• STATED TASK
Output the line that contains "Please place a point on the bush" and every line after it to the end of the entries, with nothing added or left out.

• DATA FOR THIS EXERCISE
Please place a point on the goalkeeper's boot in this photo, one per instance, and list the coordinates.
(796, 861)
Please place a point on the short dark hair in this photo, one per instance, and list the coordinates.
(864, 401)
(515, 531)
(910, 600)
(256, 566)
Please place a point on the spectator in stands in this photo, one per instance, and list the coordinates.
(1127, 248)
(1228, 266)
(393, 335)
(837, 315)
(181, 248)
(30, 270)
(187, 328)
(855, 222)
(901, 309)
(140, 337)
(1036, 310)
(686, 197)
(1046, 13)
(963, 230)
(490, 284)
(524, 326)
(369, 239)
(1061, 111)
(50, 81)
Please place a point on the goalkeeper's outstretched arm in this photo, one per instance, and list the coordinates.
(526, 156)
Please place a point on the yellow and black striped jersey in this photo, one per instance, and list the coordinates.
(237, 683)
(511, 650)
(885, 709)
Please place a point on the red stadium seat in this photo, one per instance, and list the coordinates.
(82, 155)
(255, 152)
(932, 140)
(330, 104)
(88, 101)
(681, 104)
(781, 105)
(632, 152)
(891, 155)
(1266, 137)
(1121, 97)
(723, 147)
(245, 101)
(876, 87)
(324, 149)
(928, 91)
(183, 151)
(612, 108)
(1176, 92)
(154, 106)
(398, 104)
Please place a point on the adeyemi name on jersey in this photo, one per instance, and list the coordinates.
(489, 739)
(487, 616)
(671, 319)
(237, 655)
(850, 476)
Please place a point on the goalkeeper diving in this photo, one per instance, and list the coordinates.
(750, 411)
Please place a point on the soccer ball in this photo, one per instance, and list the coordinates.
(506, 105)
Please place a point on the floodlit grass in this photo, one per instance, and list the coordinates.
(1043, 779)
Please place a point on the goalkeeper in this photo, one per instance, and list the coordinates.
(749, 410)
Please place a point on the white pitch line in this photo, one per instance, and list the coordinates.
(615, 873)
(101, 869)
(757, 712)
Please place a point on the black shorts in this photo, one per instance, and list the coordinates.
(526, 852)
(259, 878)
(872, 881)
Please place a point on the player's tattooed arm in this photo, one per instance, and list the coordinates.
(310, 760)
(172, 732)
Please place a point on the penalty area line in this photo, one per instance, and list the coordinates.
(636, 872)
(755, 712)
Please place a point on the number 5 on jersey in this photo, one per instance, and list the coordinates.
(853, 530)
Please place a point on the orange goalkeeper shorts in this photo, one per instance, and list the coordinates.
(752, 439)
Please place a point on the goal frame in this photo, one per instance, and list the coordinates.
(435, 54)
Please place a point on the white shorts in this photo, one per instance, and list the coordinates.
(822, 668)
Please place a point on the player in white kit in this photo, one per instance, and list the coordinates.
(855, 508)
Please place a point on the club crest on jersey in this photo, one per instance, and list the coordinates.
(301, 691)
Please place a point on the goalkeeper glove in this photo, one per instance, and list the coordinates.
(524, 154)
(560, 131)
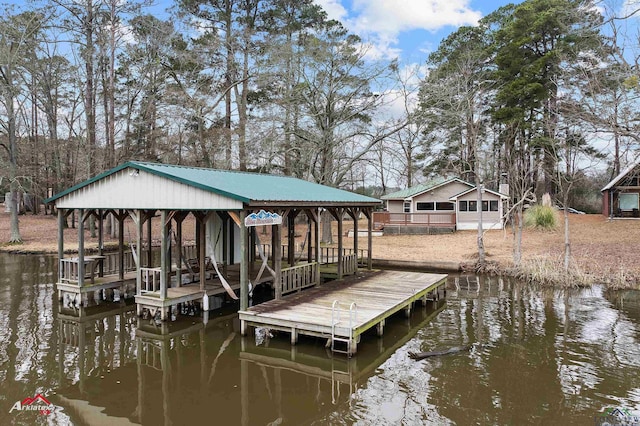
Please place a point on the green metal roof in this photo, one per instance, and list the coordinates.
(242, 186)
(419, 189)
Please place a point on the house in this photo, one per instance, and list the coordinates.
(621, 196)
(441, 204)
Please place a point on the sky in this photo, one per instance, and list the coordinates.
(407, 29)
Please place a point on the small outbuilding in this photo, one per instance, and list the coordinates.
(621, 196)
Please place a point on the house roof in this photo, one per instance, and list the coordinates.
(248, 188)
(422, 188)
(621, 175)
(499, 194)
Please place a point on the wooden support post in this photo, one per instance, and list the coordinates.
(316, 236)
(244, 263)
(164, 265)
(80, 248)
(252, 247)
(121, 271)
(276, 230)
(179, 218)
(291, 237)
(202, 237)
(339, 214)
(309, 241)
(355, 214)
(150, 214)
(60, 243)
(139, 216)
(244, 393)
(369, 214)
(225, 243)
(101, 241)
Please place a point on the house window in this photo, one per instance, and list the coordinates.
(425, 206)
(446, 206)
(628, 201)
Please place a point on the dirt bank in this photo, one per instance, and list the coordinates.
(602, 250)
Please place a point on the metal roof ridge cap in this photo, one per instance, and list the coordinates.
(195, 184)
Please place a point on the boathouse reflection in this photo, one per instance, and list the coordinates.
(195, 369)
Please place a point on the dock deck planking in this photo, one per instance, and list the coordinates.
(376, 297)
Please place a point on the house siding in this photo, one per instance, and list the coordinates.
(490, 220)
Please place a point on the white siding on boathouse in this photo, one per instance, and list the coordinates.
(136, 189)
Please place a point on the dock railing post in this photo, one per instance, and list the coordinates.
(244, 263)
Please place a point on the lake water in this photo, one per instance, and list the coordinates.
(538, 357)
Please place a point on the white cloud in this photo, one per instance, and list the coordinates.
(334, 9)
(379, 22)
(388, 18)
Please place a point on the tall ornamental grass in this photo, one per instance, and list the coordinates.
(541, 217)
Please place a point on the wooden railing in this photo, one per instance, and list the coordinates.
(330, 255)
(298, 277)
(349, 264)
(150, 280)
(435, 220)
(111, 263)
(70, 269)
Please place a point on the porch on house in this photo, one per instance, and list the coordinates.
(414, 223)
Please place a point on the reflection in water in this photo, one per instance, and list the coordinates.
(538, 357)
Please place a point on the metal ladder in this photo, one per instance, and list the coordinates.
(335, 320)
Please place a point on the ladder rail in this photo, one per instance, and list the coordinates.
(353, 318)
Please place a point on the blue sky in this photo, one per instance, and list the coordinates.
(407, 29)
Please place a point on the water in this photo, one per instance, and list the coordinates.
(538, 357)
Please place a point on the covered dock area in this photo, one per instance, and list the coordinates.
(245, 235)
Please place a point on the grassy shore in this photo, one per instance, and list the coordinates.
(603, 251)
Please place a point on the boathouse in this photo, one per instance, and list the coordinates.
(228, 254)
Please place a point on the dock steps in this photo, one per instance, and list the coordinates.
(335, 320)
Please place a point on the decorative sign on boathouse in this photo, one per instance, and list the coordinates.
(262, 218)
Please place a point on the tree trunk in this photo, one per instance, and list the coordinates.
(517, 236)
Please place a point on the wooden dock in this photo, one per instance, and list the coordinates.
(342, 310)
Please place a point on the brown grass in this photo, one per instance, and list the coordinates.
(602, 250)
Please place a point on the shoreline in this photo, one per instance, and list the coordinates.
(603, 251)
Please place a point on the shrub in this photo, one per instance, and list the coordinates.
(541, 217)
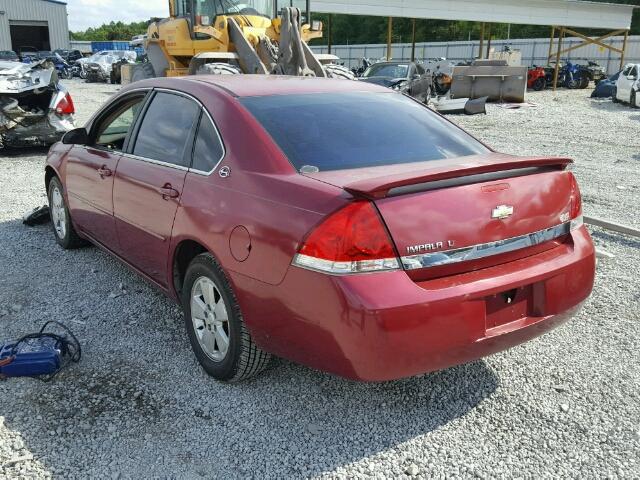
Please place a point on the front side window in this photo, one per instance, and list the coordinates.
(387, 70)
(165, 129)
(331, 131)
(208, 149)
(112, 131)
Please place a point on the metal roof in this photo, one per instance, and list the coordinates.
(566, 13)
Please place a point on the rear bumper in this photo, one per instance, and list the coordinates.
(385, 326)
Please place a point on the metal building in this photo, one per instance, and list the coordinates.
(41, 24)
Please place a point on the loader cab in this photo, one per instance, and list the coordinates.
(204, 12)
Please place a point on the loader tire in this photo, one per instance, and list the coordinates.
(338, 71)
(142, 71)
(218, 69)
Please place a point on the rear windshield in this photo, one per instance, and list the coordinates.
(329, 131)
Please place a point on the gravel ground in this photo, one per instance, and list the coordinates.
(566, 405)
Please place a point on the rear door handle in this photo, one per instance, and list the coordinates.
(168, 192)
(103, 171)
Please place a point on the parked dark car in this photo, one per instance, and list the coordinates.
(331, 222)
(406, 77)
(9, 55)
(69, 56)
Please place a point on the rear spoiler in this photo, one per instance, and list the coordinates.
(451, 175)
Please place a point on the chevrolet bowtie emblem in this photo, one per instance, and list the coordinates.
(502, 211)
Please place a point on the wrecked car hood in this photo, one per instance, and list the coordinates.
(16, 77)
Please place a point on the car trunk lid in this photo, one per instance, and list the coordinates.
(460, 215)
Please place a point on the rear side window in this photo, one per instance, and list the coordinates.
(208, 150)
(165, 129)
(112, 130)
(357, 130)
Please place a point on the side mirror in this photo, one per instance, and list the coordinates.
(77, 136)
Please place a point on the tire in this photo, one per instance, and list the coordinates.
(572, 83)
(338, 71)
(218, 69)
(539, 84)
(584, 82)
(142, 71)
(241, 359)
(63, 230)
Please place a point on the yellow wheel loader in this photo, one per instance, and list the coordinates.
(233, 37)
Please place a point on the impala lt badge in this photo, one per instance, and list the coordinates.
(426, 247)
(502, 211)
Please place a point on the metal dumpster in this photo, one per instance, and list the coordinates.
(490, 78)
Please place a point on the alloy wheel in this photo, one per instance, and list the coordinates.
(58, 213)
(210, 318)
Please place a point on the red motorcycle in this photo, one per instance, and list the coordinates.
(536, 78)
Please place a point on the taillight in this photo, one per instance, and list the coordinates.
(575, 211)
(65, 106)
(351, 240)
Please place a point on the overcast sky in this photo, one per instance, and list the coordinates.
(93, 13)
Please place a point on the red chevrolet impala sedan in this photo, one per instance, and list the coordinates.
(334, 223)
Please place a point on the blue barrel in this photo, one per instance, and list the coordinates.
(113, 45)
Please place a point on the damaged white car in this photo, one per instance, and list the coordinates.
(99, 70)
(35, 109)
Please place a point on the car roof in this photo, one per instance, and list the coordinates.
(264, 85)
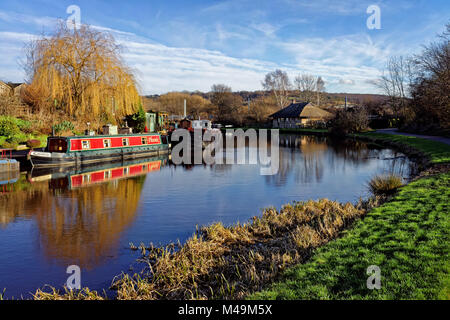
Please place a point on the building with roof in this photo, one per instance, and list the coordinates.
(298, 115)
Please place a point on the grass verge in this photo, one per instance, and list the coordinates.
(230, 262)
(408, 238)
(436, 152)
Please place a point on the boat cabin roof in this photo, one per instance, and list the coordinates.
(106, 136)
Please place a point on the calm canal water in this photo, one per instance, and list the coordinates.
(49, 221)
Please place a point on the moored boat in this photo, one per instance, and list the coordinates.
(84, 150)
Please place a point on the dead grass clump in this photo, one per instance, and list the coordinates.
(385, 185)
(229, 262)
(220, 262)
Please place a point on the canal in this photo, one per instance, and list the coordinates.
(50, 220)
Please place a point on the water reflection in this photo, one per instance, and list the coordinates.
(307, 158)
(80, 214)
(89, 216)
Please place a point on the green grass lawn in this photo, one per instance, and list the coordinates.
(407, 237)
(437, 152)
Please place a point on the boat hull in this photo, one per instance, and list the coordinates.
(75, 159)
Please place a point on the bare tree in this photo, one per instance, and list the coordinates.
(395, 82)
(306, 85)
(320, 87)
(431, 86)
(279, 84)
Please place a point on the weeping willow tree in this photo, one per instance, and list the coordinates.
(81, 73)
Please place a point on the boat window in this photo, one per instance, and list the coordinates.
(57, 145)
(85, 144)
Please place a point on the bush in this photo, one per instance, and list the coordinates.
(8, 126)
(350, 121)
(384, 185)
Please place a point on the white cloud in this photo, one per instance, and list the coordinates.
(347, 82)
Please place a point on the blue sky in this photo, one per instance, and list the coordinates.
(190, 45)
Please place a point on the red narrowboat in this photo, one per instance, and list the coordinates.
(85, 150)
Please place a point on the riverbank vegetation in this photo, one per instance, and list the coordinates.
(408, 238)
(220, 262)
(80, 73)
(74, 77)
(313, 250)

• ANSWER TO THE EXERCISE
Please place a point on the bush in this photo, one per instance, and list the coordinates.
(8, 126)
(350, 121)
(384, 185)
Please place a point on the white cloud in this photo, one per instance, and list the coordinates.
(347, 82)
Please place a point on the blue sky in this photo, one per instance, and list the coordinates.
(190, 45)
Please place a point on the red narrowboat in this photo, one per instance, and list the coordinates.
(85, 150)
Please place a point on the riverbank vegetation in this photo, one per instance, and list the coordinates.
(408, 238)
(220, 262)
(80, 73)
(74, 77)
(313, 250)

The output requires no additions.